### SOURCE MATERIAL

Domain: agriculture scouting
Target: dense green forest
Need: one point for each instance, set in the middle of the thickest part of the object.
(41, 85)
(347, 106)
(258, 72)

######

SHORT EXERCISE:
Place every line of the listing above into a Markdown table with the columns "Row" and "Listing line," numbering each row and leaving out any blank lines.

TASK OUTPUT:
| Row | Listing line |
|---|---|
| 1 | Domain: agriculture scouting |
| 2 | Target: dense green forest |
| 3 | Need: one point for each instance, set in the middle of the thickest part of the object. |
| 4 | (41, 85) |
| 5 | (347, 106) |
| 6 | (258, 72) |